## Problem to work on
Your answer consists of the lines in the data that contain "below". Copy each of them.

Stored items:
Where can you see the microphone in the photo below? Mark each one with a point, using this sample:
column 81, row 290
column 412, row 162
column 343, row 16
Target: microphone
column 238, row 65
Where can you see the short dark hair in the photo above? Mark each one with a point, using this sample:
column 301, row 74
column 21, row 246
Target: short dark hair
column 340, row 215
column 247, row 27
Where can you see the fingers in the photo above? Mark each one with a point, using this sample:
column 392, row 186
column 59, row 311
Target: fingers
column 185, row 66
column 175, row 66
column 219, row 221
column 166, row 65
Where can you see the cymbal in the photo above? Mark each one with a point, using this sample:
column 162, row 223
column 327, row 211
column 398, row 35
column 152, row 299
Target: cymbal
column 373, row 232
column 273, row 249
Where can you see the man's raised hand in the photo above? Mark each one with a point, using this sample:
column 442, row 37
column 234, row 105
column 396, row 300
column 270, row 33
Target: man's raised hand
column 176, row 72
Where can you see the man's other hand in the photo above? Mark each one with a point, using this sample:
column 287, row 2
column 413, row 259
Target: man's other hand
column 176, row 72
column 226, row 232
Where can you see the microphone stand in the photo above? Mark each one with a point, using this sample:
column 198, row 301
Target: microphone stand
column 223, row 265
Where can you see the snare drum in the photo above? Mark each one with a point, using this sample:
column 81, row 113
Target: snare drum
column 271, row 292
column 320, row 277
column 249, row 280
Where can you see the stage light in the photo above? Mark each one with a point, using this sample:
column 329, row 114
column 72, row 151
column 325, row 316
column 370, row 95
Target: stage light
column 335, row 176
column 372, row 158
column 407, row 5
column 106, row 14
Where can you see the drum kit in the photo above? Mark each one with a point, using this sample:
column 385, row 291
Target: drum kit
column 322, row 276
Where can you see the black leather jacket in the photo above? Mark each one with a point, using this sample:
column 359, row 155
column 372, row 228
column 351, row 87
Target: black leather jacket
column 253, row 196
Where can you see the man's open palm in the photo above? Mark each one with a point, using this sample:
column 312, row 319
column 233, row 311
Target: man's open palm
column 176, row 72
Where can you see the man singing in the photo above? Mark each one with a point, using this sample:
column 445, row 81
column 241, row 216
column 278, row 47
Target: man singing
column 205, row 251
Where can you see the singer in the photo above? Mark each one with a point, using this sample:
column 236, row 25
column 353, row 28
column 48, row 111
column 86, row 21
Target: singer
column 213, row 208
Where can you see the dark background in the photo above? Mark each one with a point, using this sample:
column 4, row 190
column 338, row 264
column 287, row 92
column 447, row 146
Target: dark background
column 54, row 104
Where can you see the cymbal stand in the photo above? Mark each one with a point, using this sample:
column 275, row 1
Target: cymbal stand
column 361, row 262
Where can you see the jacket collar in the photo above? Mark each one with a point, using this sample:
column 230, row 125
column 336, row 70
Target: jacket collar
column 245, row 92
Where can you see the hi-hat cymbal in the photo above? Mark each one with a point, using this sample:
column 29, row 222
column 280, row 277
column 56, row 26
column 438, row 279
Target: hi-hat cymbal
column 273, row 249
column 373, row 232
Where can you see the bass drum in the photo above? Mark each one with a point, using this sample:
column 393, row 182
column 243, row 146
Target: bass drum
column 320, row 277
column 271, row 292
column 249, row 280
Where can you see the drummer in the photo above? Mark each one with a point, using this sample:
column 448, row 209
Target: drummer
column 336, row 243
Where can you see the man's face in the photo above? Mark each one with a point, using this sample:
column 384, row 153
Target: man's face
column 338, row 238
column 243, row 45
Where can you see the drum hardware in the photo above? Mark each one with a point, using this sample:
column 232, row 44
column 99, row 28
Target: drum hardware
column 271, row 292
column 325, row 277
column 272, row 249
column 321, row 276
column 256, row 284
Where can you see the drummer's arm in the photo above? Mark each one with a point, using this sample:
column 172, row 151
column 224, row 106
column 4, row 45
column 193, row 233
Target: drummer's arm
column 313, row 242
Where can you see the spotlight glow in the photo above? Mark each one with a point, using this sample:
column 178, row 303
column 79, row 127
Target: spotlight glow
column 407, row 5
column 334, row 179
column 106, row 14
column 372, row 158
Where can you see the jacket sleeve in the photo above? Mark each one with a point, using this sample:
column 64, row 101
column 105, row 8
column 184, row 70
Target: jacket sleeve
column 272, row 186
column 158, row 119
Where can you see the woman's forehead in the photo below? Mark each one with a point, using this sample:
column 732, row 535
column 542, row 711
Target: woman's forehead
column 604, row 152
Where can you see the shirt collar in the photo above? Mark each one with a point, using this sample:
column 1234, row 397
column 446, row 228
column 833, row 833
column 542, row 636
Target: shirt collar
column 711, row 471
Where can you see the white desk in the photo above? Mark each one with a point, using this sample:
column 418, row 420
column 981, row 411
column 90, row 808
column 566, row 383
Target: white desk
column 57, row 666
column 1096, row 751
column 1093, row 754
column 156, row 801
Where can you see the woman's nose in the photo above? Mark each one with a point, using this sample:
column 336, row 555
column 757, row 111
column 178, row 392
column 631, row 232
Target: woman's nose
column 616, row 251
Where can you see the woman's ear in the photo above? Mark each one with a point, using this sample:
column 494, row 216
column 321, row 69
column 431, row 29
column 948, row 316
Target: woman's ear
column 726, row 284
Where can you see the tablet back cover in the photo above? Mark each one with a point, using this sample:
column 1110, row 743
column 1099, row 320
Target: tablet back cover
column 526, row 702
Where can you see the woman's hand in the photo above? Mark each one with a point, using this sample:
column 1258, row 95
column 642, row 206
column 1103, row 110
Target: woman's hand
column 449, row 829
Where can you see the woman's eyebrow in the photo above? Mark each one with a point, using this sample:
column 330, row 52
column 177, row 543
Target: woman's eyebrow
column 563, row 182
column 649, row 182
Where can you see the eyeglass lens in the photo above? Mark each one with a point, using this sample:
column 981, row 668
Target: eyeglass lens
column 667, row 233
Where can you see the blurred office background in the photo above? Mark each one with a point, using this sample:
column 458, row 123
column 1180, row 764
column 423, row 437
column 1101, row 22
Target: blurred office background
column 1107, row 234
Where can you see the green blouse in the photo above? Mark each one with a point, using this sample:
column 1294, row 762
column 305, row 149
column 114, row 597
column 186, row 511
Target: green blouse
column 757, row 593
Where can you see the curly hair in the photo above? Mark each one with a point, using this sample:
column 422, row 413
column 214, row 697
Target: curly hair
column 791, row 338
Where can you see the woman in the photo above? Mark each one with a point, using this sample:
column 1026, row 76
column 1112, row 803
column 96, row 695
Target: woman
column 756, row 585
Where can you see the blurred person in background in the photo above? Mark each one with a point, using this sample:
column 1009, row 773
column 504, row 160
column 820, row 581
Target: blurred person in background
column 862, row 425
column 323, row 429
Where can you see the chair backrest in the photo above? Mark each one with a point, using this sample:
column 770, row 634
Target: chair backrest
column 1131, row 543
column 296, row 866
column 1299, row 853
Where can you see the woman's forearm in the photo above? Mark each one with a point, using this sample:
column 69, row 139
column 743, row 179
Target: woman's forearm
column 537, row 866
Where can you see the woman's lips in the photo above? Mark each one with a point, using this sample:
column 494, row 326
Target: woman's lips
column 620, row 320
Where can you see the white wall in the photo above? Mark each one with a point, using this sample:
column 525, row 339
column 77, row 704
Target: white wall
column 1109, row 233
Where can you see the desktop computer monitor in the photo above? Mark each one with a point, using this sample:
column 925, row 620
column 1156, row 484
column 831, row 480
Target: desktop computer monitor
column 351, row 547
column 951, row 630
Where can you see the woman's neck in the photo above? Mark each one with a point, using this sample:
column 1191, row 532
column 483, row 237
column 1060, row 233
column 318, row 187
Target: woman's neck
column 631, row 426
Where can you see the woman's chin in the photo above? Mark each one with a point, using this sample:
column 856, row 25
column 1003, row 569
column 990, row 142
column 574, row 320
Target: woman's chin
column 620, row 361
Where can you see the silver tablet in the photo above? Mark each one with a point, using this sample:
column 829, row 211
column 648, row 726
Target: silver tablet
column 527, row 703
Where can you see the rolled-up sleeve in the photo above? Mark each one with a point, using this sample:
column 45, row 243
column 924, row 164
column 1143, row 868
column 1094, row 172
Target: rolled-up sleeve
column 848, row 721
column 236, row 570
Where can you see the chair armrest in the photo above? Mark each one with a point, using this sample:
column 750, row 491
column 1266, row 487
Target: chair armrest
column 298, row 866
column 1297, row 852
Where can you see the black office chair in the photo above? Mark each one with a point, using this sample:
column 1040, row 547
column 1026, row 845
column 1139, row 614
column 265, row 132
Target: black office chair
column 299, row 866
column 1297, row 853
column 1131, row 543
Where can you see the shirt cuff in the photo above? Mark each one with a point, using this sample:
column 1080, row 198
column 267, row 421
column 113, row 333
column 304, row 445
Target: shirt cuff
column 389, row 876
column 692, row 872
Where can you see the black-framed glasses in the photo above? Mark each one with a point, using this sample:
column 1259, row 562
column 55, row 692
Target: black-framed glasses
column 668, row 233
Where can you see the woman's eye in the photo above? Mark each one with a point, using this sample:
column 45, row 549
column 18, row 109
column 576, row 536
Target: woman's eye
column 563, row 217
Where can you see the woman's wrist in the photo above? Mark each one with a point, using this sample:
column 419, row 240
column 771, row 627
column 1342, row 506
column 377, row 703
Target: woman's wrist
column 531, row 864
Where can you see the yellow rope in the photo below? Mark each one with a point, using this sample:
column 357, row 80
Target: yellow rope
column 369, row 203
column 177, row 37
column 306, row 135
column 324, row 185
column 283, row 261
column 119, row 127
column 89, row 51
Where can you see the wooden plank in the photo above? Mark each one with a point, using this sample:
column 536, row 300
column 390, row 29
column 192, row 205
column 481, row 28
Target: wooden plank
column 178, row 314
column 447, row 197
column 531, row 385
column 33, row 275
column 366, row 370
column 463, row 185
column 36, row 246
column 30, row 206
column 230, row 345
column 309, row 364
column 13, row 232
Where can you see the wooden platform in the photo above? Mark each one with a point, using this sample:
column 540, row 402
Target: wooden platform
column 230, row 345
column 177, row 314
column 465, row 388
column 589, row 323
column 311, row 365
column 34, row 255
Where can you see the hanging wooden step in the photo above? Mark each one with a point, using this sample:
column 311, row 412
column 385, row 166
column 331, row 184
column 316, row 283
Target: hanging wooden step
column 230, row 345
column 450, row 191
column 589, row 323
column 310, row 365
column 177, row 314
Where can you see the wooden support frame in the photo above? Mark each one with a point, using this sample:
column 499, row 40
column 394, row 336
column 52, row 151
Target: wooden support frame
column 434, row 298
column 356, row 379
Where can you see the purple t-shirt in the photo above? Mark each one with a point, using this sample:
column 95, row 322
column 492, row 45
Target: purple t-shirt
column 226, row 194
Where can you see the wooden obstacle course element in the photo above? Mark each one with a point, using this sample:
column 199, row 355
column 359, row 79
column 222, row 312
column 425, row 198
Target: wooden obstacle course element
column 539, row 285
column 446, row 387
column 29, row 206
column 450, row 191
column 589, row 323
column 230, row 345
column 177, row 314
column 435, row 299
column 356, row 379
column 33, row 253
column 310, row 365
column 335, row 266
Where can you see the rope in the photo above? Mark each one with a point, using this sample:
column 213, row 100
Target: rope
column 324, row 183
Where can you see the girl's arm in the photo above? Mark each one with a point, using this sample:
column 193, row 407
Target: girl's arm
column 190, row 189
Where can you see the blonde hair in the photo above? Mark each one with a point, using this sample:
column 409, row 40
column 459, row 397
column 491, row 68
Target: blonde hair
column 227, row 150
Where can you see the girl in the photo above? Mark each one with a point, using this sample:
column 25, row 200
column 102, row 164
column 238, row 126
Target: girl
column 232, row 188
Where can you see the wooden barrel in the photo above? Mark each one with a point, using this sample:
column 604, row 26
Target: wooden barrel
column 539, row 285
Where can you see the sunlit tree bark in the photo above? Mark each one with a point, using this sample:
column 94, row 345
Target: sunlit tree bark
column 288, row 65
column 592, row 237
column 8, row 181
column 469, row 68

## Response area
Where can you see the microphone in the photo below? Mark each one with a point, using this sample:
Where can you see the woman's forehead in the photo below? Mark each one with a point, using this sample:
Where can you see the yellow rope in the photo below? Mark each one with a point, using this sample:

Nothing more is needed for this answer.